RECORDS FOR THIS TASK »
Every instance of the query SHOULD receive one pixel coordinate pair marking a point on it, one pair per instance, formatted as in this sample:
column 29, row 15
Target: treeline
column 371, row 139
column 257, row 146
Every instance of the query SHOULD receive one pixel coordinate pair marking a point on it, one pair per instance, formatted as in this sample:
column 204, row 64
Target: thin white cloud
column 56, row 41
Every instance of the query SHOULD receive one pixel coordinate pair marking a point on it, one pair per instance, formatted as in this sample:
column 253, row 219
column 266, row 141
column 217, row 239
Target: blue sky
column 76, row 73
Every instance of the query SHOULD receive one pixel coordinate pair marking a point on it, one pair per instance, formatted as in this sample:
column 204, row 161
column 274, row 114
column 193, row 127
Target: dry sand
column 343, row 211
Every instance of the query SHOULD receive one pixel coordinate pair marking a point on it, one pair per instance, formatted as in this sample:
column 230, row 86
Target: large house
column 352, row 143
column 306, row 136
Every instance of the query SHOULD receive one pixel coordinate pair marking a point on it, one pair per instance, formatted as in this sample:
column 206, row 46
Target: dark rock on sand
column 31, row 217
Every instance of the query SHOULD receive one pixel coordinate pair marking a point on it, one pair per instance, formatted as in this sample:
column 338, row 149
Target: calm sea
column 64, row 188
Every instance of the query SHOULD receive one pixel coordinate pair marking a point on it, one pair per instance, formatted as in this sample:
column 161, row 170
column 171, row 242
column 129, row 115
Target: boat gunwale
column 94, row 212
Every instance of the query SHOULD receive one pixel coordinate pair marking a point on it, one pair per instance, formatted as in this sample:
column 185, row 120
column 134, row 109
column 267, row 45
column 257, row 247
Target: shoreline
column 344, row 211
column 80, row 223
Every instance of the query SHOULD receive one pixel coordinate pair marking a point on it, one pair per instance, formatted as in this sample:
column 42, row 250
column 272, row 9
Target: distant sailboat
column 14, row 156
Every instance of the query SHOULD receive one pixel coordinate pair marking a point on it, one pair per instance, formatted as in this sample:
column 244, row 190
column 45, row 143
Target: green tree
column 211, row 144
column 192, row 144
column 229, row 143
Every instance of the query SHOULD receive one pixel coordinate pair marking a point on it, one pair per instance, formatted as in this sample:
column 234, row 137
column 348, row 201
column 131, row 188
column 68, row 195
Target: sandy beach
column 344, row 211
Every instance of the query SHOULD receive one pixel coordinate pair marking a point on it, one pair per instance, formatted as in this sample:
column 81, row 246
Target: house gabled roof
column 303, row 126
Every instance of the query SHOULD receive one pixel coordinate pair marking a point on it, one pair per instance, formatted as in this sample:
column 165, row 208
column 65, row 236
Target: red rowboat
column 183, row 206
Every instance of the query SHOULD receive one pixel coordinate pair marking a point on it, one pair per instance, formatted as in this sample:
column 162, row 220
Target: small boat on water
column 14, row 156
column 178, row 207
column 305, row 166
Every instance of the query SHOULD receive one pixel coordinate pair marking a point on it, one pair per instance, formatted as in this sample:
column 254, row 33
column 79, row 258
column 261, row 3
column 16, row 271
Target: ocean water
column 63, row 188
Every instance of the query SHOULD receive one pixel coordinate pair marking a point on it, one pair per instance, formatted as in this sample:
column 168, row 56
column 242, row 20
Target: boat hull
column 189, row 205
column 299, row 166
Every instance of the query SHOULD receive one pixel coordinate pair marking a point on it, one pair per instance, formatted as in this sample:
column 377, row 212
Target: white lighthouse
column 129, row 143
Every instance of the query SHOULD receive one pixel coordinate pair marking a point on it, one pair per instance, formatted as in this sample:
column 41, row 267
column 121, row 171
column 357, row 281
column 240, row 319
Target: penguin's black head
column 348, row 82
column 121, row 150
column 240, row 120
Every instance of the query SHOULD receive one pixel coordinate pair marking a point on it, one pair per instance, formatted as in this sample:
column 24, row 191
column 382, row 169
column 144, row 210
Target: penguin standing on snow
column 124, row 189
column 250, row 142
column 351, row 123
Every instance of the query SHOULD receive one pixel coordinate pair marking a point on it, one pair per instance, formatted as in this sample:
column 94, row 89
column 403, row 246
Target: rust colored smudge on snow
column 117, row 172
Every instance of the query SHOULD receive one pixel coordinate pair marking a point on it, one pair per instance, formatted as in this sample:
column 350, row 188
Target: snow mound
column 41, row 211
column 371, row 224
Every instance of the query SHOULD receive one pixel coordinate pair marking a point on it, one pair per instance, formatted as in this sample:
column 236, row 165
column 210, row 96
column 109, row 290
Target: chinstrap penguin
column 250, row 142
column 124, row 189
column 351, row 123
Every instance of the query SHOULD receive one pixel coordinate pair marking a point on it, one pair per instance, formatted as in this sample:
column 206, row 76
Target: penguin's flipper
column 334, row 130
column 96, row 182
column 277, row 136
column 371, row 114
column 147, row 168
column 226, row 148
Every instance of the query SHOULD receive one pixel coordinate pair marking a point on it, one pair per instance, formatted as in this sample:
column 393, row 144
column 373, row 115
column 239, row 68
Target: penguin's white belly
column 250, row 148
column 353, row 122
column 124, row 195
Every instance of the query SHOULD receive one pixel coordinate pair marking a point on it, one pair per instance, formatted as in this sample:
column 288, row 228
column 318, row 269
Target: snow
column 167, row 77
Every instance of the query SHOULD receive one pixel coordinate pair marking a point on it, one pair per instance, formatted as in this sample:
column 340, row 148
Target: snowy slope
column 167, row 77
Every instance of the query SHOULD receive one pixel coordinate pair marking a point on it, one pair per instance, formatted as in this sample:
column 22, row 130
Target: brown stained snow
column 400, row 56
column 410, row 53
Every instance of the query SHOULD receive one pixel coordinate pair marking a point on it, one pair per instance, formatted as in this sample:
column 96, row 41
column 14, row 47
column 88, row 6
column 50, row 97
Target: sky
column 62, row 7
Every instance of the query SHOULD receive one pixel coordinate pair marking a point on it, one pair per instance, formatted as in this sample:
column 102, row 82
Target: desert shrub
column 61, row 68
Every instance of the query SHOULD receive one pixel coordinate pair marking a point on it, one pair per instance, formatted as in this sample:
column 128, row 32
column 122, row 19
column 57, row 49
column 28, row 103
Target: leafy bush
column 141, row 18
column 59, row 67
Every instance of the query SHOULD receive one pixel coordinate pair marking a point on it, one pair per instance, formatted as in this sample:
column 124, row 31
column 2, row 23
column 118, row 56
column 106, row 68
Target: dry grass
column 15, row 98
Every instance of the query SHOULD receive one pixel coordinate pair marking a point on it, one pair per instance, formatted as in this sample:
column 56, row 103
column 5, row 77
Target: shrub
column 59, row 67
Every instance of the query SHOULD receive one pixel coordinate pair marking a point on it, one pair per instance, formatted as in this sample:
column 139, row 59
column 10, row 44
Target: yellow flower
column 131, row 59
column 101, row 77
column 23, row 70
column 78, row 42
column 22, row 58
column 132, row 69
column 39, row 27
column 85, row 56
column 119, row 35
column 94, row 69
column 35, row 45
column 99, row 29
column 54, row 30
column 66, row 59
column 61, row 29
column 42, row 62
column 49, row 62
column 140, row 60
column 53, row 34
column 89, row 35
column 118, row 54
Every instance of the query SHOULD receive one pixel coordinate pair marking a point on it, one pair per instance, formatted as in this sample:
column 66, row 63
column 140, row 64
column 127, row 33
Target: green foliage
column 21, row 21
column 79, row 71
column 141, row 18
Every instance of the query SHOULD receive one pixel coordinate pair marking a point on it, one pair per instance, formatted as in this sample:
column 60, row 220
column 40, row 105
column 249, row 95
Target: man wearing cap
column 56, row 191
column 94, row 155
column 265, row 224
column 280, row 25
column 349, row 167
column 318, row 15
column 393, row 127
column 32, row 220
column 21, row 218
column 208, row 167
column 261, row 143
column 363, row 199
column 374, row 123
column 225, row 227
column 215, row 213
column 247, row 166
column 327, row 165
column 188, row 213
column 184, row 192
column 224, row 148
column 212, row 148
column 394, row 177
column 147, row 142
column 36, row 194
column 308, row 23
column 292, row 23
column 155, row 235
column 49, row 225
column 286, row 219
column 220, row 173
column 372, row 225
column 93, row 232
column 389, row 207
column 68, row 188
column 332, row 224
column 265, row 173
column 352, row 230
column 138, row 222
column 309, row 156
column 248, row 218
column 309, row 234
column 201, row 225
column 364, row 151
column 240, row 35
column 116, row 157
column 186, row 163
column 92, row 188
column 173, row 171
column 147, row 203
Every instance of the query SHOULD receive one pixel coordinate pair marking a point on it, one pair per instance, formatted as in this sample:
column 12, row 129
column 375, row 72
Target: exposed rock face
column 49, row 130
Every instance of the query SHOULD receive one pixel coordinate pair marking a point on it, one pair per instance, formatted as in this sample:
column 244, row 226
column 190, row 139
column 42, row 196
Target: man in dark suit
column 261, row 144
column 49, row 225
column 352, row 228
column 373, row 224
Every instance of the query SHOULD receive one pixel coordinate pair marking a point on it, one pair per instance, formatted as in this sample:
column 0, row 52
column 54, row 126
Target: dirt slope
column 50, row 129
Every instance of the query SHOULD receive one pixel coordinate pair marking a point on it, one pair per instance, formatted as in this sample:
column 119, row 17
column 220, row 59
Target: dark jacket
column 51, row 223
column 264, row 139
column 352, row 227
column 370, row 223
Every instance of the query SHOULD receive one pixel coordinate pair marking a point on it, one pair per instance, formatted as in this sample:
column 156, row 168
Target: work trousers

EXERCISE DIRECTIONS » All lines above between those holding "column 88, row 6" and "column 249, row 95", inclusive, must be set down unchanged, and no other line may be included.

TASK OUTPUT »
column 88, row 6
column 50, row 97
Target: sky
column 62, row 7
Every instance of the query SHOULD receive one pixel coordinate pair marking a point on it, one pair per instance, formatted as in this sample:
column 102, row 82
Target: desert shrub
column 61, row 68
Every instance of the query SHOULD receive one pixel coordinate pair marking a point on it, one pair per instance, formatted as in this sample:
column 128, row 32
column 122, row 19
column 57, row 49
column 28, row 103
Target: leafy bush
column 141, row 18
column 59, row 67
Every instance of the query SHOULD receive one pixel coordinate pair marking a point on it, one pair per instance, formatted as in this sample:
column 124, row 31
column 2, row 23
column 118, row 56
column 106, row 68
Target: dry grass
column 15, row 98
Every instance of the query SHOULD receive one pixel coordinate pair marking a point on it, one pair per instance, formatted as in this sample:
column 56, row 103
column 5, row 77
Target: shrub
column 59, row 67
Every instance of the query SHOULD receive one pixel coordinate pair marking a point on it, one pair per instance, formatted as in this sample:
column 139, row 59
column 10, row 44
Target: yellow flower
column 131, row 59
column 101, row 77
column 23, row 70
column 78, row 42
column 22, row 58
column 132, row 69
column 39, row 27
column 85, row 56
column 119, row 35
column 94, row 69
column 35, row 45
column 99, row 29
column 54, row 30
column 66, row 59
column 61, row 29
column 42, row 62
column 49, row 62
column 140, row 60
column 53, row 34
column 89, row 35
column 118, row 54
Every instance of the query SHOULD receive one pixel coordinate pair marking a point on it, one pair per instance, formatted as in this sample:
column 66, row 63
column 140, row 64
column 127, row 33
Target: green foliage
column 21, row 21
column 79, row 71
column 141, row 18
Every instance of the query SHOULD receive one pixel coordinate pair marking a point on it, one pair per instance, formatted as in this sample:
column 60, row 220
column 40, row 105
column 249, row 95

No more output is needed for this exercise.